(Enunciado): Dê continuidade ao texto sobre o boicote ao Oscar 2016, a partir do ponto em que ele termina.

===== Texto para leitura

(Carta Capital, 19/01/2016) Academia reitera sua despreocupação com questão racial e gênero, mesmo depois dos discursos de ganhadores em 2015
Está aberta a temporada de premiações nos EUA. Já sabemos quem ganhou o Globo de Ouro e o Critic’s Choice Awards desse ano, ainda tem pela frente muita estrada várias outras premiações até culminar em fevereiro no Oscar. A principal premiação cinematográfica de Hollywood e que em 2015 foi palco de discursos sobre minorias muito importantes. Patrícia Arquette falando sobre equidade salarial entre homens e mulheres e John Legend falando sobre o processo de encarceramento em massa da juventude negra existente nos EUA, ao mesmo tempo que Selma, filme resgatando parte importante do movimento de direitos civis da população negra, concorria apenas a uma estatueta. Infelizmente, os discursos e debates apresentados no Teatro Dolby não ressoaram de forma tão profunda na Academia quanto se gostaria.
Desde a divulgação dos indicados ao Oscar 2016 as timelines dos EUA tem sido invadidas pela hashtag #OscarsSoWhite e nesta semana Jada Pinkett-Smith e Spike Lee anunciaram boicote a cerimônia de entregado Oscar este ano por conta da ausência de indicação de atores negros concorrendo. A questão é que depois de um ano, lembremos que 2015 e 2016 não são qualquer coisa para o debate político dos EUA, em que tanto no mundo entretenimento quanto nos movimentos políticos estadunidenses a questão da representatividade de gênero e raça foi posta no centro do debate social daquele país.
Há um boom de produções bem sucedidas abrindo espaço para a população não branca na TV, inclusive gerando reconhecimento nas premiações desde o final de 2015 quando Viola Davis se tornou a primeira mulher negra a ganhar um Emmy apresentando um debate sobre quais são as oportunidades de trabalho no entretenimento para as mulheres negras. Ao mesmo tempo as ativistas do #BlackLivesMatter tem pautado de forma sistemática o processo de prévias eleitorais dos EUA a necessidade de se falar sobre violência policial e encarceramento em massa sofrido pela população naquele país. Ou seja, o boicote de Pinkett Smith e de Lee faz parte desse caldo sobre o debate da representatividade e ao mesmo tempo de retirada de direitos que vem sendo discutidos nos EUA.
Spike Lee seria homenageado na cerimônia deste ano do Oscar e por conta do anuncio do seu boicote a presidente da Academia de Artes e Ciências Cinematográficas de Hollywood, Cheryl Boone Isaacs, se pronunciou novamente sobre a ausência de negros e latinos nas nomeações referente a atores e atrizes.
Gostaria de reconhecer o incrível trabalho dos indicados deste ano. Mas ao mesmo tempo em que celebramos seus feitos extraordinários, estou frustrada e com o coração partido por causa da falta de inclusão. É uma conversa difícil, mas importante, e é tempo de grandes mudanças. A Academia está tomando medidas dramáticas para alterar a face de nossos membros. Nos próximos dias e semanas iremos conduzir uma revisão de nosso processo de recrutamento de novos membros com a intenção de trazer a tão necessária diversidade em nossos escolhidos de 2016 e próximos anos.

==========
===== Dados

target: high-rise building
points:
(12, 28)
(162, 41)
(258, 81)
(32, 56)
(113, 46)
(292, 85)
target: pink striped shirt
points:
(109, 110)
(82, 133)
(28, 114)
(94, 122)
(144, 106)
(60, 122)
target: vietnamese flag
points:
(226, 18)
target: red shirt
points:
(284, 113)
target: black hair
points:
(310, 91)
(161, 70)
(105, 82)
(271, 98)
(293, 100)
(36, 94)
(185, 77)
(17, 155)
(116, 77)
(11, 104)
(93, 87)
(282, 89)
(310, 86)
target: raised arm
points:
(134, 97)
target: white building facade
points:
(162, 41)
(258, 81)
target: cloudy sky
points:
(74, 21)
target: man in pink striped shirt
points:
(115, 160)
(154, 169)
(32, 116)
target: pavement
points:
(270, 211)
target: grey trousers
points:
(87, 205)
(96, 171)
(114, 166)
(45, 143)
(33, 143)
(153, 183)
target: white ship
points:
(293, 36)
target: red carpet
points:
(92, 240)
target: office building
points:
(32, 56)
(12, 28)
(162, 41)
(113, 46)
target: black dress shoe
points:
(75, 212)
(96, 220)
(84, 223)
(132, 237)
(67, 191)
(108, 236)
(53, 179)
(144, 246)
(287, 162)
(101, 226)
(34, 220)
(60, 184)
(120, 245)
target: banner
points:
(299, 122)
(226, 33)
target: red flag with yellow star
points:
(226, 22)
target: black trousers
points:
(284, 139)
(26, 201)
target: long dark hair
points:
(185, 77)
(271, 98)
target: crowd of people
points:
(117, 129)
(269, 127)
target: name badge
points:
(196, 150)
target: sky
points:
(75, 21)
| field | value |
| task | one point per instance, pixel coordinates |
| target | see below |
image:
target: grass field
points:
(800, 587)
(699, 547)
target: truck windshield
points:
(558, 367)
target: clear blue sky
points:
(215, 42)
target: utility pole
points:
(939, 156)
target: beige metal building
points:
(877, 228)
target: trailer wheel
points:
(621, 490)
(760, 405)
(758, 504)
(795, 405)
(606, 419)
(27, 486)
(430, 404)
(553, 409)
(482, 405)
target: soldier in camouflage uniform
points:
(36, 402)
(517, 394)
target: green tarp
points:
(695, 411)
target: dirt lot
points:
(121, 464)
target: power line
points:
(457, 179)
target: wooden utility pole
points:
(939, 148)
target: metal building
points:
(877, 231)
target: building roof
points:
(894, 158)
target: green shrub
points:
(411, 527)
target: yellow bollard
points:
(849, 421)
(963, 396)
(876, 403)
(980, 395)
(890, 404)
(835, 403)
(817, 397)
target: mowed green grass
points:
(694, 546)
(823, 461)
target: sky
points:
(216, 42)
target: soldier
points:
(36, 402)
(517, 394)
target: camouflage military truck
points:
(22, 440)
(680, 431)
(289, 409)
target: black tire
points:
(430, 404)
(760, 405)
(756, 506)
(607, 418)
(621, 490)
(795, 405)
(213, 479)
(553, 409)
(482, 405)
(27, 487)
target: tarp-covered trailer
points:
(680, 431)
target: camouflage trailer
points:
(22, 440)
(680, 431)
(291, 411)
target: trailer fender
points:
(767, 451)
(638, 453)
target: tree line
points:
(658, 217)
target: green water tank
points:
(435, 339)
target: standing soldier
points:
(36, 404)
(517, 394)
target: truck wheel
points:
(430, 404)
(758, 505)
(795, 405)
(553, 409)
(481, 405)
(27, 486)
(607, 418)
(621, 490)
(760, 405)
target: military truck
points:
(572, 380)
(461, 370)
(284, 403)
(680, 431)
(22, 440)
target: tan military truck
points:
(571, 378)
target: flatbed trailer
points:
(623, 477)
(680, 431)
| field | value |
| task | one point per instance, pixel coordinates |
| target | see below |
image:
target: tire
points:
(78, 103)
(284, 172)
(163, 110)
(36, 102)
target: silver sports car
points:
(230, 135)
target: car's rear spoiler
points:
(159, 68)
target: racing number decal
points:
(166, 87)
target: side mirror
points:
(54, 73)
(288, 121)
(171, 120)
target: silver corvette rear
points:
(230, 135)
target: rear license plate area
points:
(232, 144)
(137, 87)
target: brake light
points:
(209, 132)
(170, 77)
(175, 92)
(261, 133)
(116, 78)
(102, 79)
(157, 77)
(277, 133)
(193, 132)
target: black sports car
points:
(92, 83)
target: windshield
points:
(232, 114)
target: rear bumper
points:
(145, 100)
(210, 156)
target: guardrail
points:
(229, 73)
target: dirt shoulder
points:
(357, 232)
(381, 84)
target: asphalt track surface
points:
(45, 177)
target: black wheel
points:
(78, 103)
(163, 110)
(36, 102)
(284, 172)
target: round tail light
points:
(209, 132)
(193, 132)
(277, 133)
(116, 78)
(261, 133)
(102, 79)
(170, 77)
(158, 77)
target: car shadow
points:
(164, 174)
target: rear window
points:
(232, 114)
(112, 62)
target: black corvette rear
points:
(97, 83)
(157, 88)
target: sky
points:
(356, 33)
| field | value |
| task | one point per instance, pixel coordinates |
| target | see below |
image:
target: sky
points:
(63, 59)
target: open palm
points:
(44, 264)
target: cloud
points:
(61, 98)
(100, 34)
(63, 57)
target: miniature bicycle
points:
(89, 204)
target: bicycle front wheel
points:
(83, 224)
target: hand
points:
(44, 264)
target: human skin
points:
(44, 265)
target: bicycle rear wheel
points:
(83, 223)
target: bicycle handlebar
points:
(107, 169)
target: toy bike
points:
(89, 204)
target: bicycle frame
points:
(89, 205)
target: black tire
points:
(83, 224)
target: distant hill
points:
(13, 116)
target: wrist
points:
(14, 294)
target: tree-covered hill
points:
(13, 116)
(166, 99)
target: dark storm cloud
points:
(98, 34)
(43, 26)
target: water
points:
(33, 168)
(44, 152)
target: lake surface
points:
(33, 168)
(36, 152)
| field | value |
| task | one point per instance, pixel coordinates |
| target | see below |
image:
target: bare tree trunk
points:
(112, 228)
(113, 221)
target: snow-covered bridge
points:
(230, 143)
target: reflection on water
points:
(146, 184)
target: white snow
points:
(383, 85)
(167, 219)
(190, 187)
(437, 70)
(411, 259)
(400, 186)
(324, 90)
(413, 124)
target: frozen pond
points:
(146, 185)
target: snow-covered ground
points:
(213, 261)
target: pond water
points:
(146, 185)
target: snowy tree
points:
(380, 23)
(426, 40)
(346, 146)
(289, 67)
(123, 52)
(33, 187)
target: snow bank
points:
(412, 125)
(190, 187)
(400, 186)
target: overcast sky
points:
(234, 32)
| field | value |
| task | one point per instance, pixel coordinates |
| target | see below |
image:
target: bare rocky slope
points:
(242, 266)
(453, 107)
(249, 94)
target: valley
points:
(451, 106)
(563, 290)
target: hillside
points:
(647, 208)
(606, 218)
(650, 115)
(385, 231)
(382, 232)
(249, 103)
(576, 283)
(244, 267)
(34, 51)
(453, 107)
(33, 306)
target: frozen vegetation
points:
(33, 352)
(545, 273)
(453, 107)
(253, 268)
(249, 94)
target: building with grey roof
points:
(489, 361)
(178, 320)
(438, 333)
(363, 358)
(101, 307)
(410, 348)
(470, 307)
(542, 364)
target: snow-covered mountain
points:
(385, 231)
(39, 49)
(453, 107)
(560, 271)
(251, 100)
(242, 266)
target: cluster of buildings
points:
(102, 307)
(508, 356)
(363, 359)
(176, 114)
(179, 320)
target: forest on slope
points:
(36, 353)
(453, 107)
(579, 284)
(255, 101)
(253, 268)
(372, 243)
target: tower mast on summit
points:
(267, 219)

==========

(Resposta do exercício):
Como muitos de vocês sabem, implementamos mudanças para diversificar nossos membros nos últimos quatro anos. Mas os resultados não estão chegando rápido o bastante. Precisamos fazer mais, melhor e mais rápido.
Isso não é algo sem precedentes na Academia. Nos anos 60 e 70, trabalhou-se o recrutamento de membros jovens para manter a entidade vital e relevante. Em 2016, o tema é a inclusão em todas as suas faces: gênero, raça, etnia e orientação sexual. Reconhecemos as preocupações reais em nossa comunidade e eu aprecio todos vocês que me procuraram em nosso esforço de seguir em frente juntos. (retirada daqui)
Ora, após todo debate apresentado na premiação do Oscar de 2015 sobre raça e gênero, inclusive críticas ao fato de Selma ter apenas sido indicado a uma categoria do prêmio da Academia, já não era para essa revisão que foi divulgada agora por Boone Isaacs já ter sido implementada para as indicações do Oscar 2016? A questão racial e de gênero tem ajudado a movimentar dinheiro para a industria de entretenimento no último período e ao invés de responder aos problemas que já haviam surgido em 2015 a Academia chora em cima do leite derramado e agora tendo que enfrentar boicote de figuras importantes do entretenimento estadunidense.
A industria do entretenimento dos EUA tem mostrado que filmes e séries com protagonistas não brancos, alguns do exemplos são: Scandal; How get away with murder; Empire; Jane, the virgin; Star Wars, the force awakens; Creed; Straight Outta Compton; Beasts of No Nation e tantas outras produções seja pra TV ou cinema demonstram que há sim espaço para a Hollywood explorar com protagonistas não brancos e ainda assim não deixar de ganhar dinheiro. Garantir a representatividade negra e latina nas premiações não custaria dinheiro, na verdade ajudaria a ganhá-lo.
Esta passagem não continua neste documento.